→ Yazı

Genç Kalemler

Yalnızlık Bir Yankıdır

12 Mayıs 2020

Yazı: Yalnızlık Bir Yankıdır | Yazan: Pınar Sude Genç

Yazılarımı devamlı olarak okuyan biriyseniz fark edersiniz ki yazılarımın birçoğunda kendimden bahsediyorum. Şayet kendimden bahsetmeyip yalnızca okurlarıma bi’ fikri sunmak için yazdığım bir deneme veya -hepsinde olduğu gibi, kurgu ile yazılmış- bir öyküyse bile, çiçek tozu kadar da olsa kendimden bir şeyler katıyor, böylece, sunmaya çalıştığım fikri kendi yaşantım üzerinden açıklayarak çiçeklendirmeye çalışıyorum. Peki neden okurlarıma kendimi anlatıyor olabilirim ki?

Elbette kendimi okurlarıma değil, kendime anlatmaya çalışıyorum.

Benim yaşlarımda bi’ yazarın toplum için fikirler sunabilmesi ve buzdağlarının görünmeyen kısımlarını anlatabilmesi için ilk olarak kendisini tanıması gerektiğini düşünüyorum. Başarılı olduğunu düşündüğümüz birçok yazar öncelikle kendilerini çok iyi tanıyan kişilerdir diye tahmin ediyorum.

Kendini tanımayan insan, insanları anlayamaz ki.

Dolayısıyla genç bir bireyseniz -yazar olmasanız bile- önce kendinizi tanımalısınız şahsıma göre. Böylece, kendinizi tanıdıkça evreni de tanıyor olacaksınız aynı zamanda.

→ Yapılacaklar
**A.** Yazıda “Yazılarımı devamlı olarak okuyan” sözleriyle başlayan paragrafı, temel bilgilerini koruyarak daha kısa biçimde yeniden yazar mısınız?
**B.** Yazıyla ilgili şu soruları yanıtlar mısınız?
(i) Yazı hangi tarihte yayımlanmış?
(ii) Yazar, kendini aslında kime anlatmaya çalıştığını söylüyor?
(iii) Yazıya göre kendini tanımayan insan neyi yapamaz?

→ Veri kesiti
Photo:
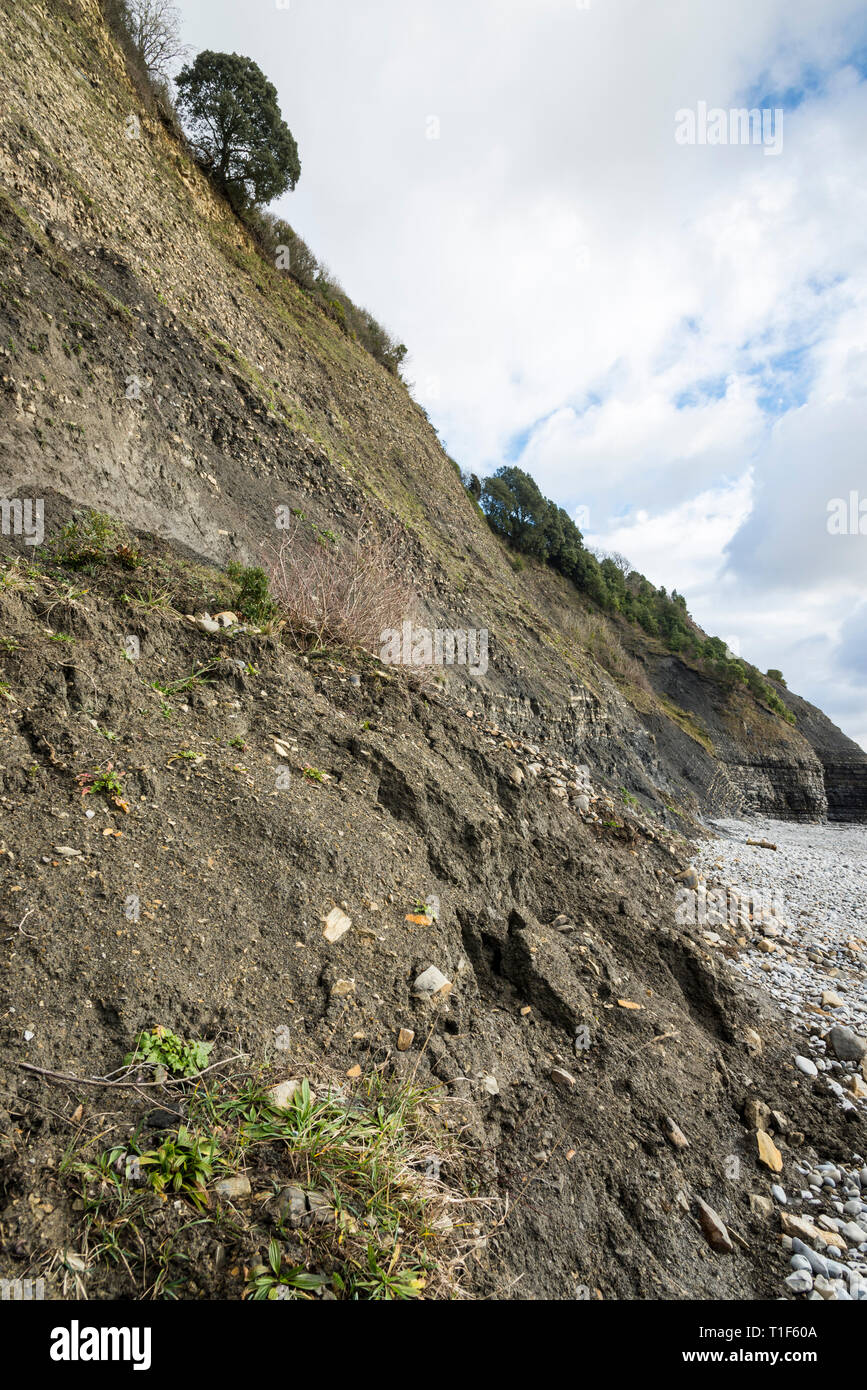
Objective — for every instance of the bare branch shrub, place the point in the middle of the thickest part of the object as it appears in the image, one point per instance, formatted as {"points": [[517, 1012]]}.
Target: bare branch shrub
{"points": [[342, 595]]}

→ Cevaplar
**A.** Yazılarımın çoğunda kendimden bahsediyorum. Kendimden söz etmediğim bir deneme ya da kurgu bir öykü yazsam bile içine az da olsa kendimden bir şey katıyorum. Böylece sunduğum fikri kendi yaşantım üzerinden açıklayıp zenginleştiriyorum. Peki neden okurlarıma kendimi anlatıyorum?

**B.**
(i) 12 Mayıs 2020.
(ii) Kendine.
(iii) İnsanları anlayamaz.